LAVORO DA SVOLGERE:
Ricopia fedelmente il passo dell'ordinanza della Corte di Cassazione che va da "PROCURATORE GENERALE PRESSO" a "Dott. STEFANO OLIVA.".

ESTRATTO SELEZIONATO:
Sentenza Sentenza Cassazione Civile n. 29159 del 21/12/2020

Cassazione civile sez. I, 21/12/2020, (ud. 27/11/2020, dep. 21/12/2020), n.29159

LA CORTE SUPREMA DI CASSAZIONE

SEZIONE PRIMA CIVILE

Composta dagli Ill.mi Sigg.ri Magistrati:

Dott. CAMPANILE Pietro – Presidente –

Dott. VANNUCCI Marco – Consigliere –

Dott. MARULLI Marco – Consigliere –

Dott. BELLE’ Roberto – Consigliere –

Dott. OLIVA Stefano – rel. Consigliere –

ha pronunciato la seguente:

ORDINANZA

sul ricorso 17706/2019 proposto da:

N.B., elettivamente domiciliato in ROMA, VIA TARANTO n. 95,

presso lo studio dell’avvocato DONATO CICENIA, che lo rappresenta e

difende;

– ricorrente –

contro

MINISTERO DELL’INTERNO, in persona del Ministro pro tempore,

domiciliato in ROMA, VIA DEI PORTOGHESI n. 12, presso l’AVVOCATURA

GENERALE DELLO STATO, che lo rappresenta e difende;

– controricorrente –

e contro

PROCURATORE GENERALE PRESSO LA CORTE SUPREMA DI CASSAZIONE;

– intimato –

avverso la sentenza n. 2526/2019 della CORTE D’APPELLO di NAPOLI,

depositata il 09/05/2019;

udita la relazione della causa svolta nella Camera di consiglio del

27/11/2020 dal Consigliere Dott. STEFANO OLIVA.

Registri di identificazione della posizione:

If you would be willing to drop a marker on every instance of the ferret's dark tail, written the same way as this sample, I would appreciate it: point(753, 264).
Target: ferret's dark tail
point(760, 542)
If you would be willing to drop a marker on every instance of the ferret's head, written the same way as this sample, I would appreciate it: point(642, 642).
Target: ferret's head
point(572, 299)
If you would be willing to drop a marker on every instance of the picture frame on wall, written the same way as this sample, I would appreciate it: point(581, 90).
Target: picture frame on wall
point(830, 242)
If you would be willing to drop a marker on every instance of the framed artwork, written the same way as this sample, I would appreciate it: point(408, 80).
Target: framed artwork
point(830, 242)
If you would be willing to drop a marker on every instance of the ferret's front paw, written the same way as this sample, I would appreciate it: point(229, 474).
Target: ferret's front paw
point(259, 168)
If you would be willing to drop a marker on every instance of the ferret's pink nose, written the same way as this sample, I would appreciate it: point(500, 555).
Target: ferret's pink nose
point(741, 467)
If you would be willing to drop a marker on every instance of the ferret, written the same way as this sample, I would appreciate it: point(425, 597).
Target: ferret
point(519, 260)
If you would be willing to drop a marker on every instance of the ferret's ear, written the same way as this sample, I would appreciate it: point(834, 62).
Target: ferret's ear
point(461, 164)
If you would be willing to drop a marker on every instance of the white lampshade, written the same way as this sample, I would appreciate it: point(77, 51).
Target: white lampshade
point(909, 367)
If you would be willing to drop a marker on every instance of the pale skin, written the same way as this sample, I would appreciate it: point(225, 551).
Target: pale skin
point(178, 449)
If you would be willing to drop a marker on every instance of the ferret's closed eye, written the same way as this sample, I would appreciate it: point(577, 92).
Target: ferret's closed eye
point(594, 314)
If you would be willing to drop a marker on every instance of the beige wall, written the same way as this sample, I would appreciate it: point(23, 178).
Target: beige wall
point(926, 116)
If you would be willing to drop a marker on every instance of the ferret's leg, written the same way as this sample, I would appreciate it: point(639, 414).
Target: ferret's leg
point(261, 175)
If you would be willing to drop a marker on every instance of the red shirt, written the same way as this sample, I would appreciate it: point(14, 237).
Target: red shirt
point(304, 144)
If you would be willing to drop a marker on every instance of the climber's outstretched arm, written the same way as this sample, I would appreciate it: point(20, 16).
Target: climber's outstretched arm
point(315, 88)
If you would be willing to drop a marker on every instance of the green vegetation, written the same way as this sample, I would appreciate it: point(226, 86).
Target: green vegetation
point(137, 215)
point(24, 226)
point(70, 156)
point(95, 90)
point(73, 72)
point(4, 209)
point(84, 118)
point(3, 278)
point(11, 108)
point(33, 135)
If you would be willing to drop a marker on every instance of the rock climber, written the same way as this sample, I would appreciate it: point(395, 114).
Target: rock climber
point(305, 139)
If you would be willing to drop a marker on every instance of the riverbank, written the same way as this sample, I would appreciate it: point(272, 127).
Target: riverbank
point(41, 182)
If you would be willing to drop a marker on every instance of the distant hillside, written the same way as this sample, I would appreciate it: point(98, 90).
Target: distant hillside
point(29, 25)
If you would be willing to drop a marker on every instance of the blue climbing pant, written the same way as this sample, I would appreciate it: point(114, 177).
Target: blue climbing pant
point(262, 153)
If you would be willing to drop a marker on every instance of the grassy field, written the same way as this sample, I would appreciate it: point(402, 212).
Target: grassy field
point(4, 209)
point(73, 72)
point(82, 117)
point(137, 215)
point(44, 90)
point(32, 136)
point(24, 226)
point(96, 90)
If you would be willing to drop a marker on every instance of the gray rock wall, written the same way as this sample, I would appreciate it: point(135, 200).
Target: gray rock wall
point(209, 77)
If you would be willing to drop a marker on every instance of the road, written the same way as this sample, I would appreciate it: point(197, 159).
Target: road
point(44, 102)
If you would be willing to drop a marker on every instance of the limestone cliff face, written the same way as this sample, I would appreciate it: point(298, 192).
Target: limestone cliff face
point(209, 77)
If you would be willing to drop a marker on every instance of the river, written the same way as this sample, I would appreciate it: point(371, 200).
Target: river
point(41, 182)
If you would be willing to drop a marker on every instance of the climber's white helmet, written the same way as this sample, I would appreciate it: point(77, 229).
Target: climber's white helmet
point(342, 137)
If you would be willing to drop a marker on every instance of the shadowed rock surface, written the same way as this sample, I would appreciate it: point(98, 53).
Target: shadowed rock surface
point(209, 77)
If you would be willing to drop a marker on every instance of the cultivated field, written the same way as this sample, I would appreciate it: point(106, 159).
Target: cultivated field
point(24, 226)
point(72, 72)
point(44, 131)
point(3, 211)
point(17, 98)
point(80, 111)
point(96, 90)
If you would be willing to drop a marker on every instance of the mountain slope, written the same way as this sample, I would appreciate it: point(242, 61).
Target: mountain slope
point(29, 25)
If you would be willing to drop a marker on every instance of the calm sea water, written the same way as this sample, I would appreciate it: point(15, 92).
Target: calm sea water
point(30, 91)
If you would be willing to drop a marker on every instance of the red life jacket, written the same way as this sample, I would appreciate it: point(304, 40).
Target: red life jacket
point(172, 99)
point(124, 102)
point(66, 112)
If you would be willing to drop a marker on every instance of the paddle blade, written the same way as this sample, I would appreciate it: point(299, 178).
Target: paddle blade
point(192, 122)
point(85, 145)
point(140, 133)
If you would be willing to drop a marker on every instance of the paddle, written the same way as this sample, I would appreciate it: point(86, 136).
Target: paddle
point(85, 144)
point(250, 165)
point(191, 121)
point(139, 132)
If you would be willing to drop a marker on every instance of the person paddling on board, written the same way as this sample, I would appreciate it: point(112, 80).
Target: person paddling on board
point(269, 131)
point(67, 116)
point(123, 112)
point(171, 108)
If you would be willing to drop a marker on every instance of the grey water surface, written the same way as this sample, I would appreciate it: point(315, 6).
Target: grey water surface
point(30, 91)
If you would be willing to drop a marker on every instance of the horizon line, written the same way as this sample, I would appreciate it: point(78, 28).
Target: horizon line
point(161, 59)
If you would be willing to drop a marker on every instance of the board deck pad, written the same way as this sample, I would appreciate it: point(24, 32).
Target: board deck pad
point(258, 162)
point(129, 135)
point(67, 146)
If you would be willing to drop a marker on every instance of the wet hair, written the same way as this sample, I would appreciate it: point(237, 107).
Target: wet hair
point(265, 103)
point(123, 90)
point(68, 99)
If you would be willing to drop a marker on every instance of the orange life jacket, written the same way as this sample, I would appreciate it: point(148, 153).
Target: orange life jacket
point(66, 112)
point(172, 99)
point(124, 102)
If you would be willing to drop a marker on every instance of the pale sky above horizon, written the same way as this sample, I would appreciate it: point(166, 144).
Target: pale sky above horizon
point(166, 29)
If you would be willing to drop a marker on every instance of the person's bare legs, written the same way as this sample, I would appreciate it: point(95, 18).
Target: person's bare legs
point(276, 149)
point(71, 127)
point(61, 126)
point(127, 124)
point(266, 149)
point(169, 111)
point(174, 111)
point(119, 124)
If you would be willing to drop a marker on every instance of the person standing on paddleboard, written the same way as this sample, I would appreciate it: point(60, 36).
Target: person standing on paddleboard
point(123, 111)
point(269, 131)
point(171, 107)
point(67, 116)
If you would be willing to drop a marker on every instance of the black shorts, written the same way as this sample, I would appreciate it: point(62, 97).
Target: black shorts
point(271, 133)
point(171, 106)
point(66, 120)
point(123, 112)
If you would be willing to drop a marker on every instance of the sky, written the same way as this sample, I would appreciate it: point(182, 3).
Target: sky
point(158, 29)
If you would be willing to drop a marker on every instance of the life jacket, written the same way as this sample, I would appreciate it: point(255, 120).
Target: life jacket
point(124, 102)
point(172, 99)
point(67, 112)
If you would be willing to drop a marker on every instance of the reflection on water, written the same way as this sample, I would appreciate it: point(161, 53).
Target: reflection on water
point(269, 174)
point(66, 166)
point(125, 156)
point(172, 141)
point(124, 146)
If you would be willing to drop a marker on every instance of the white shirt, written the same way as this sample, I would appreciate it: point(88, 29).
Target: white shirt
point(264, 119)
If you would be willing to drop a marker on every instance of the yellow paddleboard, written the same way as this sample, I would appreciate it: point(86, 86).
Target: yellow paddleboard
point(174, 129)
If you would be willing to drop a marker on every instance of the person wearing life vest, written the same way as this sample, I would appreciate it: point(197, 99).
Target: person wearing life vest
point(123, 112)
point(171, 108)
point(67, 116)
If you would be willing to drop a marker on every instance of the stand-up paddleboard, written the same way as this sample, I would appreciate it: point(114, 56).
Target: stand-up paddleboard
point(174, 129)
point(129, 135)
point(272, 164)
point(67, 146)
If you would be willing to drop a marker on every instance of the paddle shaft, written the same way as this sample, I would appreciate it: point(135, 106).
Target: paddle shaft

RISPOSTA CORRETTA:
PROCURATORE GENERALE PRESSO LA CORTE SUPREMA DI CASSAZIONE;

– intimato –

avverso la sentenza n. 2526/2019 della CORTE D’APPELLO di NAPOLI,

depositata il 09/05/2019;

udita la relazione della causa svolta nella Camera di consiglio del

27/11/2020 dal Consigliere Dott. STEFANO OLIVA.